=== TEXT ===

I feel like I post this so often on the forums, so I thought I'd put it here in my profile too.
It's VERY important that after RNY that we take calcium citrate
. This form of calcium is the most soluble in a non-acid environment. After surgery there is no longer any gastric acid in our pouches - or very little, and what is there is often suppressed with acid blockers for the first year after surgery. (I'm taking Prevacid per my surgeon's orders.) The cheaper and more readily available form of calcium - which is carbonate - requires gastric acid to be broken down within the stomach and absorbed by the intestines.
There's a medical condition called Achlorhydria
- which is when a patient has no stomach acid (hydrocloric acid). By studying this condition we can learn a lot about how we as post-RNY patients should be treated by our doctors and which medications and supplements we need to choose.
In a study published in the New England Journal of Medicine by R.R. Rekker the calcium absorption rate of achlorhydria patients was studied. After giving test subject a dose of calcium, the bioavailability (absorption of the dose) was measured. His finding were:
Calcium Carbonate Absorption = 4%
Calcium Citrate Absorption = 45%
So it's clear that after gastric bypass surgery we MUST take calcium citrate in order to have a chance at having healthy bones and teeth.
So here's what I take:
---- this is a powdered calcium citrate with Vitamin D3. In each tiny scoop I get a dose of 500mg of calcium citrate and 250IU of Vitamin D3. I mix it with my protein shake, plain water, food or whatever - it's tasteless and dissolves very easily with anything. I've even started to just pour the dose on my tongue and take a swallow of water - kind of like a Pixie Stix. It has a slightly sweet taste, not yucky or medicine-y at all.
The best prices I've been able to find are from Colonial Medical. You can either order directly from their website or from their Amazon storefront. The 16oz jar w/ 227 servings is $10.95. The 120-pack box of individually packaged serving sizes is $11.95. I keep the jar at home to use and keep several individual packets in my purse for when I'm on the go. Here are the links to their websites:
Amazon -- 16oz Jar
Amazon -- 120-pack Box
Colonial Medical -- 16oz Jar
Colonial Medical -- 120-pack Box
Amazon only ships to US addresses. But Colonial Medical will ship internationally if you order from their website.
Citrical Creamy Chews
---- These are tiny - 2 bite - chunks of calcium that taste like candy. They come in lemon, caramel or fudge. My favorite is the fudge because it gives me my chocolate fix for the day. Each chew is 500mg of calcium citrate and 250IU of Vitamin D3. They are pretty pricey (about $8 for a box of 30), but because it keeps my sweet tooth at bay, I can justify the cost since I only take 1 or 2 per day. I make up the rest of my doses of calcium with the UpCal-D.

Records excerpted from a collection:
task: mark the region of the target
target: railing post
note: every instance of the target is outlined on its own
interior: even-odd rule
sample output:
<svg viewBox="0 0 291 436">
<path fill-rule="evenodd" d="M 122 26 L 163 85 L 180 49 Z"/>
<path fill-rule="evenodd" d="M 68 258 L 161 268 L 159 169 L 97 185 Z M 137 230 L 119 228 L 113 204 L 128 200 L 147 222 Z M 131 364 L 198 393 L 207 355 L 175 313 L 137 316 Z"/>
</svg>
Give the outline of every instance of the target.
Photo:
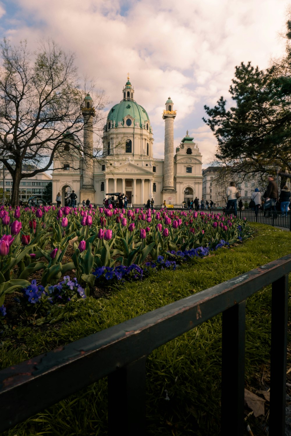
<svg viewBox="0 0 291 436">
<path fill-rule="evenodd" d="M 244 430 L 246 302 L 223 313 L 221 434 Z"/>
<path fill-rule="evenodd" d="M 108 434 L 145 434 L 147 356 L 118 368 L 108 378 Z"/>
<path fill-rule="evenodd" d="M 272 284 L 270 436 L 284 436 L 287 364 L 288 276 Z"/>
</svg>

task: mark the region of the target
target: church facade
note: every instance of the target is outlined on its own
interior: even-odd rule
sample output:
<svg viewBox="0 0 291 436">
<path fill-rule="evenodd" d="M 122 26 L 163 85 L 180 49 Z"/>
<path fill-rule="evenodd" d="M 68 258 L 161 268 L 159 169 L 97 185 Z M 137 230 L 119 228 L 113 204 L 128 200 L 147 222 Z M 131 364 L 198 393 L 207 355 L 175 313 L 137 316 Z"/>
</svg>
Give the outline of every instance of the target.
<svg viewBox="0 0 291 436">
<path fill-rule="evenodd" d="M 65 192 L 73 190 L 77 202 L 89 198 L 102 205 L 106 194 L 127 194 L 128 204 L 143 205 L 153 198 L 156 207 L 167 204 L 181 207 L 202 196 L 202 156 L 194 138 L 183 138 L 174 152 L 174 123 L 176 112 L 169 97 L 162 114 L 165 122 L 164 159 L 153 157 L 152 126 L 146 110 L 134 99 L 134 90 L 128 78 L 122 99 L 109 111 L 104 126 L 103 156 L 92 159 L 93 102 L 88 94 L 84 99 L 84 150 L 81 155 L 66 143 L 67 153 L 56 156 L 53 172 L 53 200 L 58 192 L 64 205 Z M 74 170 L 74 168 L 79 168 Z"/>
</svg>

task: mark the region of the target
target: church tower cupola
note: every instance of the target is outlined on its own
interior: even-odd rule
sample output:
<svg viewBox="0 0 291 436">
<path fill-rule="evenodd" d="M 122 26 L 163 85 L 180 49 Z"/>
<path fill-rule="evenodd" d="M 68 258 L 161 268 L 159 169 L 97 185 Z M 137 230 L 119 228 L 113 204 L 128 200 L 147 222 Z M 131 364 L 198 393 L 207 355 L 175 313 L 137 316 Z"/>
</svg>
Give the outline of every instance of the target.
<svg viewBox="0 0 291 436">
<path fill-rule="evenodd" d="M 125 84 L 125 86 L 123 88 L 122 92 L 123 92 L 123 101 L 134 101 L 134 90 L 129 81 L 129 73 L 128 73 L 127 82 Z"/>
</svg>

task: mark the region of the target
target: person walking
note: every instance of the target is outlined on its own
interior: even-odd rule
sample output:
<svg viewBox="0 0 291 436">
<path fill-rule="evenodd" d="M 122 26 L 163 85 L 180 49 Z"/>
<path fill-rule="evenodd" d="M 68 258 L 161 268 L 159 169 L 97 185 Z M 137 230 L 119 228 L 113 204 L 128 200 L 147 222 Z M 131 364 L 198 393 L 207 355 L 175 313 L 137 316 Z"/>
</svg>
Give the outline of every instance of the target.
<svg viewBox="0 0 291 436">
<path fill-rule="evenodd" d="M 258 216 L 258 211 L 261 204 L 261 193 L 258 188 L 256 188 L 254 192 L 252 194 L 251 201 L 253 200 L 255 204 L 253 206 L 253 210 L 255 211 L 256 216 Z"/>
<path fill-rule="evenodd" d="M 62 203 L 62 195 L 60 192 L 58 192 L 57 194 L 57 197 L 55 199 L 57 202 L 57 207 L 59 208 Z"/>
<path fill-rule="evenodd" d="M 238 191 L 236 187 L 236 184 L 234 182 L 230 182 L 229 186 L 226 189 L 226 197 L 227 197 L 227 203 L 226 204 L 226 210 L 229 211 L 231 207 L 233 207 L 234 209 L 234 215 L 236 216 L 237 215 L 237 209 L 236 207 L 236 202 L 237 198 L 236 194 Z"/>
<path fill-rule="evenodd" d="M 278 185 L 274 180 L 274 176 L 270 174 L 268 176 L 268 186 L 266 193 L 266 201 L 270 201 L 270 208 L 274 212 L 274 218 L 277 218 L 278 214 L 276 210 L 276 202 L 279 198 Z"/>
<path fill-rule="evenodd" d="M 290 204 L 290 191 L 286 185 L 283 186 L 281 190 L 279 198 L 281 201 L 282 216 L 287 217 L 288 215 L 288 206 Z"/>
</svg>

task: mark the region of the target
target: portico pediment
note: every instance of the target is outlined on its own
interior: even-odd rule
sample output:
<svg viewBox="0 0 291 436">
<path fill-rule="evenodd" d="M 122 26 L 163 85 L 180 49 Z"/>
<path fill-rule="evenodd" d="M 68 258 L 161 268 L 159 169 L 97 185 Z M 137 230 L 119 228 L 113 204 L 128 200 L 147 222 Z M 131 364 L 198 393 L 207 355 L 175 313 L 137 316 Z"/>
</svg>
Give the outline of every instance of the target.
<svg viewBox="0 0 291 436">
<path fill-rule="evenodd" d="M 141 164 L 141 162 L 140 163 Z M 147 177 L 149 175 L 151 175 L 152 177 L 153 176 L 153 172 L 150 169 L 148 170 L 144 167 L 140 167 L 139 165 L 134 165 L 130 162 L 125 163 L 118 167 L 110 167 L 107 171 L 107 174 L 111 173 L 113 176 L 120 174 L 126 174 L 129 173 L 132 174 L 135 173 L 139 175 L 144 174 Z"/>
</svg>

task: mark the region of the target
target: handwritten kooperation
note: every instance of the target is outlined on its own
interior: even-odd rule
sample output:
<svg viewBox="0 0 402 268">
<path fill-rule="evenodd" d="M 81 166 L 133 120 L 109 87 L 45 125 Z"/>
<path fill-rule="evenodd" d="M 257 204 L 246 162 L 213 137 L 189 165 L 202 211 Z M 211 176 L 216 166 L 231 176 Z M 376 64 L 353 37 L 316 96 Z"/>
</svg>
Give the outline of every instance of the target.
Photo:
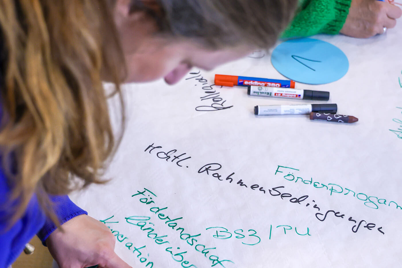
<svg viewBox="0 0 402 268">
<path fill-rule="evenodd" d="M 402 109 L 402 108 L 400 107 L 397 107 L 396 108 Z M 401 114 L 402 114 L 402 111 L 401 112 Z M 402 118 L 402 117 L 401 117 L 401 118 Z M 390 129 L 390 131 L 396 135 L 396 136 L 398 138 L 402 139 L 402 120 L 398 118 L 394 118 L 392 119 L 392 121 L 397 124 L 399 124 L 399 125 L 397 127 L 398 128 L 397 130 Z M 402 209 L 402 208 L 401 208 L 401 209 Z"/>
</svg>

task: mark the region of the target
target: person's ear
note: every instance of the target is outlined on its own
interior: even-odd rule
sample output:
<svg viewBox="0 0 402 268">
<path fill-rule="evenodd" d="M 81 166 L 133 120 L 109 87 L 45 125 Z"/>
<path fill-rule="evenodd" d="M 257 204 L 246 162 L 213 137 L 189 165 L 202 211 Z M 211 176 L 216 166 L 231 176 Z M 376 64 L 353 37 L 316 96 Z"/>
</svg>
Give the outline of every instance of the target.
<svg viewBox="0 0 402 268">
<path fill-rule="evenodd" d="M 165 76 L 165 82 L 168 85 L 173 85 L 179 81 L 191 70 L 192 66 L 182 62 Z"/>
</svg>

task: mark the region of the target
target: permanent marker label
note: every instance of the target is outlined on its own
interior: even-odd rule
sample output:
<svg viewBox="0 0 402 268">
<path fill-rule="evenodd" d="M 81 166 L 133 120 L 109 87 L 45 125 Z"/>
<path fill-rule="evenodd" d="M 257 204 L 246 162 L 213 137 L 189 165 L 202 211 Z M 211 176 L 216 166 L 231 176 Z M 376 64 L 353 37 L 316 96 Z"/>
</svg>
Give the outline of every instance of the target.
<svg viewBox="0 0 402 268">
<path fill-rule="evenodd" d="M 273 88 L 280 88 L 282 84 L 280 83 L 273 83 L 272 82 L 265 82 L 264 81 L 253 81 L 252 80 L 239 80 L 239 85 L 244 85 L 246 86 L 260 86 L 272 87 Z"/>
<path fill-rule="evenodd" d="M 274 98 L 302 99 L 304 90 L 302 89 L 272 88 L 263 86 L 250 86 L 249 95 Z"/>
</svg>

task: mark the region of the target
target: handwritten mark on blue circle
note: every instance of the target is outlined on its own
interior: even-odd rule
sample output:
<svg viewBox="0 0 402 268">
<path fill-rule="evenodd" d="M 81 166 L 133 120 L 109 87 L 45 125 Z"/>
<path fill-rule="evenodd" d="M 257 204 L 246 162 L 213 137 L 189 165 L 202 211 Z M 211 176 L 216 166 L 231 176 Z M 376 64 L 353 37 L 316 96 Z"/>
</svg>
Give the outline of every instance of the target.
<svg viewBox="0 0 402 268">
<path fill-rule="evenodd" d="M 348 58 L 342 50 L 312 38 L 284 42 L 273 51 L 271 62 L 289 79 L 316 85 L 336 81 L 349 69 Z"/>
</svg>

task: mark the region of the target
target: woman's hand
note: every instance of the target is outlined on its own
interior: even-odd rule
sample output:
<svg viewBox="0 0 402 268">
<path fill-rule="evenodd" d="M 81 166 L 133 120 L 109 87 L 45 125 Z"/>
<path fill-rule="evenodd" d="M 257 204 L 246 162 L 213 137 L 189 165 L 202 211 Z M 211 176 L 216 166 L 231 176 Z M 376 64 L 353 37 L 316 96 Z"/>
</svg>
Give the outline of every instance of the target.
<svg viewBox="0 0 402 268">
<path fill-rule="evenodd" d="M 349 14 L 340 33 L 359 38 L 384 33 L 384 27 L 394 28 L 402 10 L 387 0 L 352 0 Z"/>
<path fill-rule="evenodd" d="M 55 230 L 46 239 L 49 251 L 60 268 L 132 268 L 115 253 L 116 240 L 102 223 L 80 215 Z"/>
</svg>

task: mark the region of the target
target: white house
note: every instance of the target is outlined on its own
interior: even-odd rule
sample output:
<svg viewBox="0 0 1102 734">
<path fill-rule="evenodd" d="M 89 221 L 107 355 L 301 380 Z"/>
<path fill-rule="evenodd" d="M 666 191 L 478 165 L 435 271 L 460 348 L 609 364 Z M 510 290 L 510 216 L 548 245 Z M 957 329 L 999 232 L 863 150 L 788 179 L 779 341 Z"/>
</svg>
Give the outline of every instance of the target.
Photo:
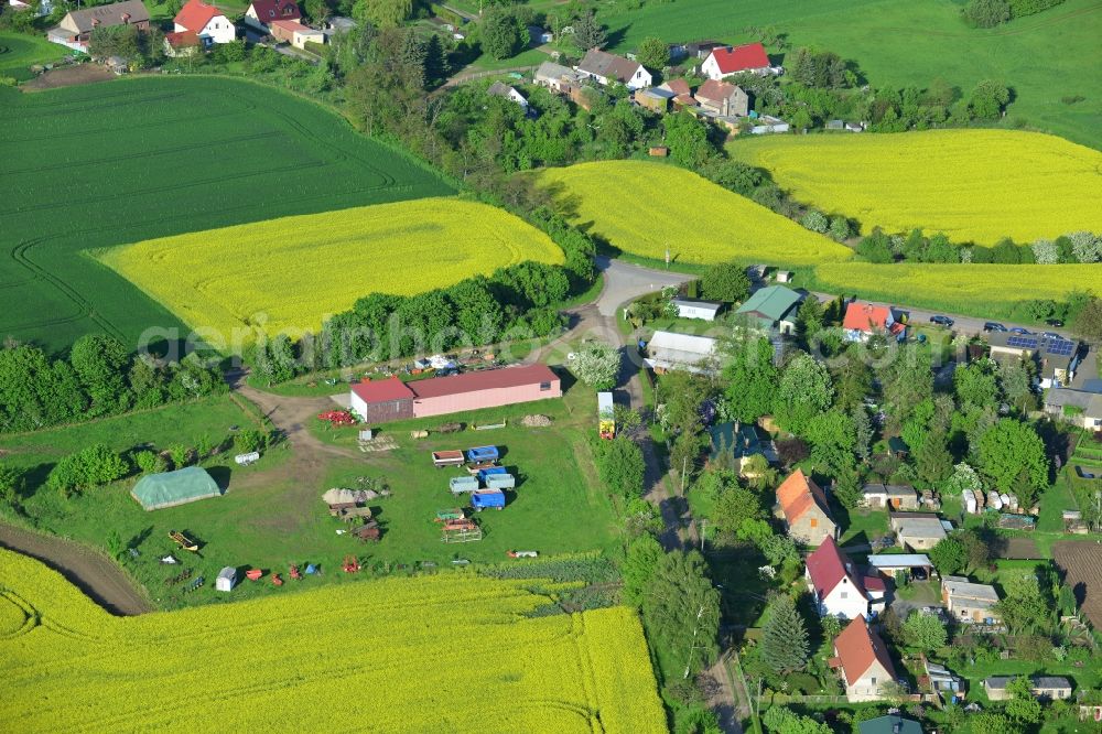
<svg viewBox="0 0 1102 734">
<path fill-rule="evenodd" d="M 642 89 L 653 83 L 653 77 L 642 64 L 599 48 L 590 48 L 585 57 L 574 67 L 580 76 L 588 77 L 602 86 L 619 82 L 628 89 Z"/>
<path fill-rule="evenodd" d="M 710 79 L 722 79 L 733 74 L 774 74 L 769 66 L 769 56 L 760 43 L 747 43 L 742 46 L 721 46 L 713 48 L 700 67 L 701 73 Z"/>
<path fill-rule="evenodd" d="M 723 307 L 722 303 L 714 301 L 673 299 L 670 303 L 678 310 L 678 316 L 681 319 L 700 319 L 701 321 L 715 321 L 716 314 Z"/>
<path fill-rule="evenodd" d="M 884 581 L 857 574 L 830 536 L 808 555 L 804 578 L 821 616 L 856 619 L 884 608 Z"/>
<path fill-rule="evenodd" d="M 173 31 L 184 33 L 191 31 L 198 36 L 204 46 L 213 43 L 229 43 L 237 37 L 237 29 L 220 10 L 208 6 L 203 0 L 187 0 L 173 19 Z"/>
</svg>

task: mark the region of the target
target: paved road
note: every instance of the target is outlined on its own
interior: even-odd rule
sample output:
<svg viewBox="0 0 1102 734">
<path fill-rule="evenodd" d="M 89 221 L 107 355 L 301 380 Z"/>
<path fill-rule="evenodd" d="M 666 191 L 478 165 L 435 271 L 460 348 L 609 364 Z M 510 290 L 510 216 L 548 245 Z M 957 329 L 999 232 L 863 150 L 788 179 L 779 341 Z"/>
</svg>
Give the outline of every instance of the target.
<svg viewBox="0 0 1102 734">
<path fill-rule="evenodd" d="M 0 523 L 0 546 L 42 561 L 111 614 L 132 616 L 153 609 L 122 569 L 90 548 L 4 523 Z"/>
</svg>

=== REQUIRED ACTION ===
In the post about calcium after RNY, what absorption rate for calcium citrate does the study of achlorhydria patients report?

=== WORKED SOLUTION ===
45%